• Exercise requirements: Filter the listing below and copy every line that contains the string "clicks", treating uppercase and lowercase as different.

• Saved data entries:
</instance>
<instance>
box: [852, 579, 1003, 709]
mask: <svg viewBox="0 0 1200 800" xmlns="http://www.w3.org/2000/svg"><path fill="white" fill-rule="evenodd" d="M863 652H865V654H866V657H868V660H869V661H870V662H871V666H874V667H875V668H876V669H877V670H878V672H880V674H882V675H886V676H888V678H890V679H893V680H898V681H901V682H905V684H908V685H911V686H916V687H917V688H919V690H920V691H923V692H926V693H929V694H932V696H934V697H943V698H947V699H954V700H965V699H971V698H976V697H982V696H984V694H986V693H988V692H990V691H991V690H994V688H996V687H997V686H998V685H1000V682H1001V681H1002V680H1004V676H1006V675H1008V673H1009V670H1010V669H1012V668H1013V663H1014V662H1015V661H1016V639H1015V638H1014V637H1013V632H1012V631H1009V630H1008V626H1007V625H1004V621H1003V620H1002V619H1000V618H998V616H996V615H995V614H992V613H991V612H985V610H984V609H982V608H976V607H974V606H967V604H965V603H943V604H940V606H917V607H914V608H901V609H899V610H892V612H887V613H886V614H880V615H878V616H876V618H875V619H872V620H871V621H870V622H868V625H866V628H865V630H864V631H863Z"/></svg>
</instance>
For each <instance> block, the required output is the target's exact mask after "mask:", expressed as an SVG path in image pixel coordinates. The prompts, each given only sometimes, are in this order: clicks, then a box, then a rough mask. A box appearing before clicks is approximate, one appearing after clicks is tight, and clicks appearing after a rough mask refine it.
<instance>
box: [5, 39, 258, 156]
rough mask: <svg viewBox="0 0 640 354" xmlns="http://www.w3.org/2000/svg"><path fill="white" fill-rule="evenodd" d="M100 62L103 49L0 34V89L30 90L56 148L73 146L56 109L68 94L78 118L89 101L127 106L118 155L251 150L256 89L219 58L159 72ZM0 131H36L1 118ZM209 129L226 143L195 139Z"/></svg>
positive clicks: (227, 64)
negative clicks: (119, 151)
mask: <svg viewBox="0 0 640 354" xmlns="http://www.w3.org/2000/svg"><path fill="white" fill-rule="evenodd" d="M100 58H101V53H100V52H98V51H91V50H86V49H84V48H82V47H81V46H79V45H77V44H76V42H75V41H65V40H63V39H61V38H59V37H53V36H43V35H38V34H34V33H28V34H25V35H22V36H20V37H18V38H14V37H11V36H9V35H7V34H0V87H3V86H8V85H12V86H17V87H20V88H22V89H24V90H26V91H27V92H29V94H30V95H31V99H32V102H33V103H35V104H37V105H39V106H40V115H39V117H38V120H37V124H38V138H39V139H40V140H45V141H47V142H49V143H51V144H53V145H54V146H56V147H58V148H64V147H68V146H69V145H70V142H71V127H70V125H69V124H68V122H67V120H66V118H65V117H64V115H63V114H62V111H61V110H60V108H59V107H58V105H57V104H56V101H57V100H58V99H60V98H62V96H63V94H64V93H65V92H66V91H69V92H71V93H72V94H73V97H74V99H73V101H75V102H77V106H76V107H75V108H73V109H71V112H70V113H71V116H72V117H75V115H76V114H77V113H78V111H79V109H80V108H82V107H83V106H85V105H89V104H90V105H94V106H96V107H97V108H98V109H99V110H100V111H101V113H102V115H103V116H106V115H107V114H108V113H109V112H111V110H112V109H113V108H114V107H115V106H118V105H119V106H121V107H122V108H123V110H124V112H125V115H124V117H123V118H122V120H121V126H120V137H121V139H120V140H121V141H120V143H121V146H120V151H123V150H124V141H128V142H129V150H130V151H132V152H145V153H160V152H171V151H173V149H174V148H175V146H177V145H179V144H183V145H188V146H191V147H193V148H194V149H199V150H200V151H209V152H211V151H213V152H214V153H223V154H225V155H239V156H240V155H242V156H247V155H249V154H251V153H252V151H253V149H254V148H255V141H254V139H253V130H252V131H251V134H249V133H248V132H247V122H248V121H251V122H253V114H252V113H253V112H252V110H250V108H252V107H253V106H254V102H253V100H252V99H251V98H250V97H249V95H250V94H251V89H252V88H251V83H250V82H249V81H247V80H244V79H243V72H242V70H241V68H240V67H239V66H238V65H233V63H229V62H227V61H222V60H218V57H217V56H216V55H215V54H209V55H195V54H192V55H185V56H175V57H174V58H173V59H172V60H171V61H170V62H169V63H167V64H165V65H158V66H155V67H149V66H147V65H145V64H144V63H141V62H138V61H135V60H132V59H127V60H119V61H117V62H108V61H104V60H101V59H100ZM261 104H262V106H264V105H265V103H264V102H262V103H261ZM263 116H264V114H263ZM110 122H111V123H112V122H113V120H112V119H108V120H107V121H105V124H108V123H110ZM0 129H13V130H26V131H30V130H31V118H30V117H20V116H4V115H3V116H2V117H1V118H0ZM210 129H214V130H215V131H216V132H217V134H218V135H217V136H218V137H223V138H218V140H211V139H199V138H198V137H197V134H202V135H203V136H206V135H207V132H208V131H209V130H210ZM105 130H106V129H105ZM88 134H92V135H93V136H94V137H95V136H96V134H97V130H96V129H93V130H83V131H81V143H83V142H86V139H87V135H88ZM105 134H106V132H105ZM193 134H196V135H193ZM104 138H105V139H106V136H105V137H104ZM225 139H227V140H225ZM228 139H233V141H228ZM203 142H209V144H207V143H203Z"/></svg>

• Response to the task:
For each <instance> block, the required output is the target's exact mask after "mask:", expressed as an SVG path in image pixel coordinates. The prompts, each given only sometimes, are in this order: clicks, then a box, then a rough mask. A box appearing before clicks is approximate, one appearing after clicks is tight, and clicks appearing after a rough mask refine it.
positive clicks: (227, 64)
negative clicks: (119, 151)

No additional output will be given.